Image point grounding data |

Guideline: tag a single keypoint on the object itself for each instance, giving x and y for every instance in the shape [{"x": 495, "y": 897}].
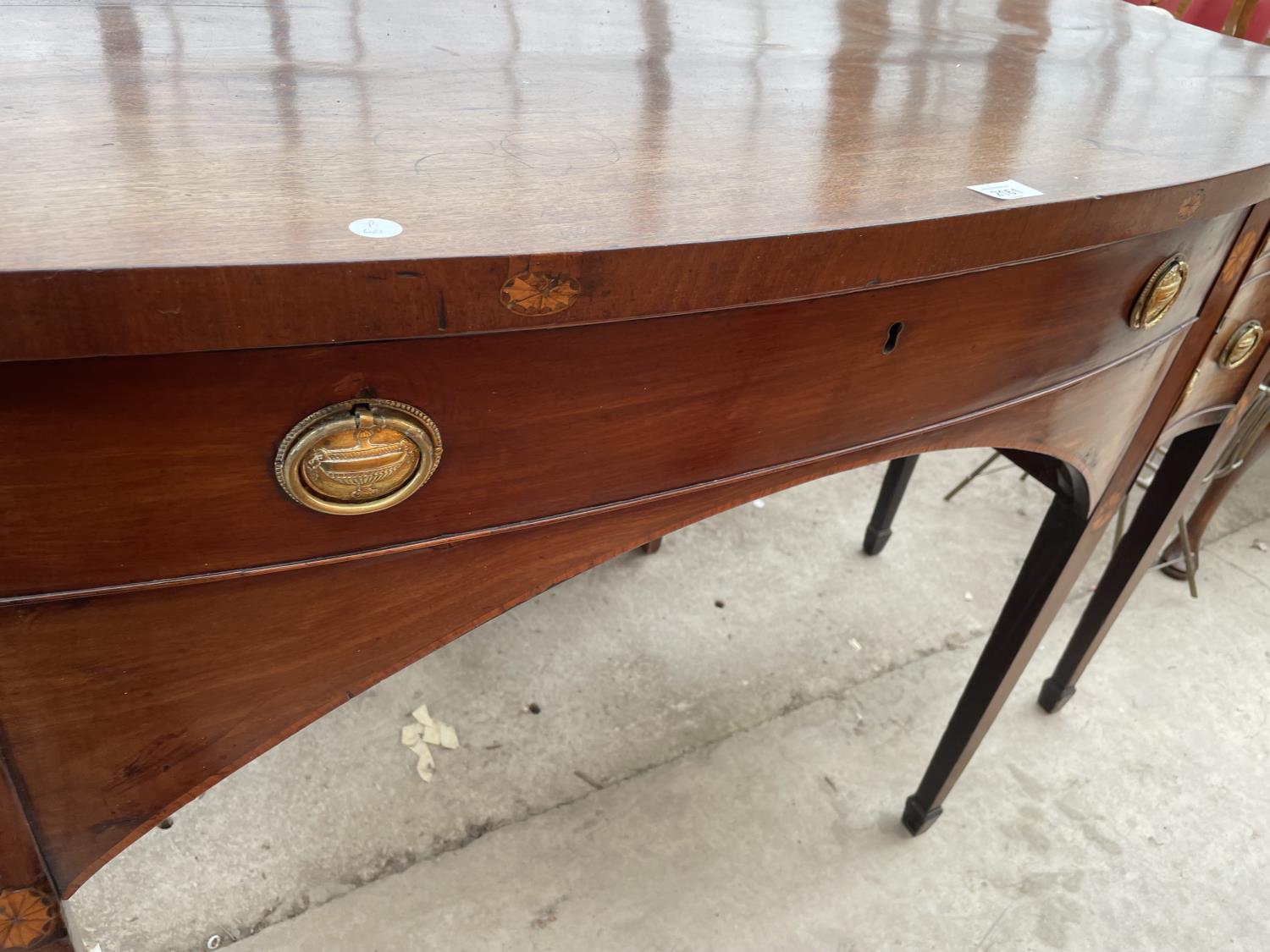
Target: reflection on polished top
[{"x": 175, "y": 134}]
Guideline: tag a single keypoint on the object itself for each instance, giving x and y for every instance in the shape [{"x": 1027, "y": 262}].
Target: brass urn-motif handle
[
  {"x": 1161, "y": 289},
  {"x": 357, "y": 457},
  {"x": 1241, "y": 344}
]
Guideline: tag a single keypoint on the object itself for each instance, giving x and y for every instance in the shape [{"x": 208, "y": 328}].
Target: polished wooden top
[{"x": 155, "y": 134}]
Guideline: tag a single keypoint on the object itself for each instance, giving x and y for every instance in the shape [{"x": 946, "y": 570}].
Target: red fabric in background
[{"x": 1211, "y": 14}]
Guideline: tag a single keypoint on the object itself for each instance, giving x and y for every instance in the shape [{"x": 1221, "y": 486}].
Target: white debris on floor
[{"x": 422, "y": 733}]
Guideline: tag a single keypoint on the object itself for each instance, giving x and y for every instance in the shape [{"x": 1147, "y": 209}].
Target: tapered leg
[
  {"x": 893, "y": 487},
  {"x": 1208, "y": 504},
  {"x": 1157, "y": 513},
  {"x": 1046, "y": 575}
]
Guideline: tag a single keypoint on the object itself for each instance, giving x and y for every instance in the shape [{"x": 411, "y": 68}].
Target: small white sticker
[
  {"x": 1005, "y": 190},
  {"x": 375, "y": 228}
]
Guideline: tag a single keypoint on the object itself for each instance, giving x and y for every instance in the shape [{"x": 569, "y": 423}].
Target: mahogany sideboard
[{"x": 332, "y": 330}]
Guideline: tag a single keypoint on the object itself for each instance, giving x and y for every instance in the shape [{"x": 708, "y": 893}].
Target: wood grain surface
[
  {"x": 777, "y": 185},
  {"x": 163, "y": 466},
  {"x": 671, "y": 157},
  {"x": 182, "y": 685}
]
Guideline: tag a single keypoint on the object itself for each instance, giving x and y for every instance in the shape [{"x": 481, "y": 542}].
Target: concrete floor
[{"x": 726, "y": 733}]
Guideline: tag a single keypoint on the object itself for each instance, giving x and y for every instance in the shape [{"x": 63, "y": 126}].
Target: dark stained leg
[
  {"x": 1046, "y": 574},
  {"x": 893, "y": 487},
  {"x": 30, "y": 914},
  {"x": 1208, "y": 504},
  {"x": 1157, "y": 515}
]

Assignment |
Each record should be copied exactly, and each image left out.

Answer section |
Guideline: tag a single keypoint on the object itself for each instance, giving x and y for every instance in the shape [{"x": 495, "y": 897}].
Target: reflection on polished top
[{"x": 175, "y": 134}]
Guideline: tag a single keypoint on the object itself for each instance, giving x and y for every instance in the shape [{"x": 1027, "y": 262}].
Target: brass urn-motif handle
[
  {"x": 1161, "y": 289},
  {"x": 357, "y": 457},
  {"x": 1241, "y": 344}
]
Guideline: tag a single keypoint on the object itself for each instance, giving x and y for every instance in the shape [{"x": 208, "y": 328}].
Target: polished wooden top
[{"x": 155, "y": 134}]
Guideline: tag a single keypoint on the object itself for each instance, giving x and y for every instance in the shape [{"x": 946, "y": 570}].
Target: red fabric in background
[{"x": 1211, "y": 14}]
Guideline: tag a single keypoint on the object itself for each instance, giving x and y for every instance in the shape [{"x": 1221, "y": 486}].
Target: white debris on floor
[{"x": 422, "y": 733}]
Guideline: tag a single keypoint on the object itself for each instance, giving x and y for every instance in the shape [{"x": 1147, "y": 209}].
Target: tapered leg
[
  {"x": 893, "y": 487},
  {"x": 1208, "y": 504},
  {"x": 1157, "y": 513},
  {"x": 1046, "y": 575}
]
Guideline: tag a single keypoint on the object itself for each instance, giving x and y for every instance in the shape [{"x": 411, "y": 68}].
Target: small white sticker
[
  {"x": 1005, "y": 190},
  {"x": 375, "y": 228}
]
Guideline: tag a single keypoint on the object itself for each instance, giving x and y for every instance in the shape [{"x": 569, "y": 423}].
Target: mahogany sideboard
[{"x": 332, "y": 330}]
Guideline: tag a single keypoint on the object itself for each instance, giving x and y for every instance in the shape [{"x": 708, "y": 893}].
Target: wood grain surface
[
  {"x": 777, "y": 185},
  {"x": 163, "y": 466},
  {"x": 671, "y": 157},
  {"x": 182, "y": 685}
]
Guideline: tag a single keypoint on the object itself for each instance, giving x and y for every instance in the shape [{"x": 481, "y": 542}].
Target: concrete floor
[{"x": 726, "y": 733}]
Guideline: tag a single keypoint on the object itself for each instance, giving x and y for every instance in the shape [{"x": 63, "y": 126}].
Target: dark stained leg
[
  {"x": 1046, "y": 574},
  {"x": 893, "y": 487},
  {"x": 30, "y": 914},
  {"x": 1208, "y": 504},
  {"x": 1157, "y": 515}
]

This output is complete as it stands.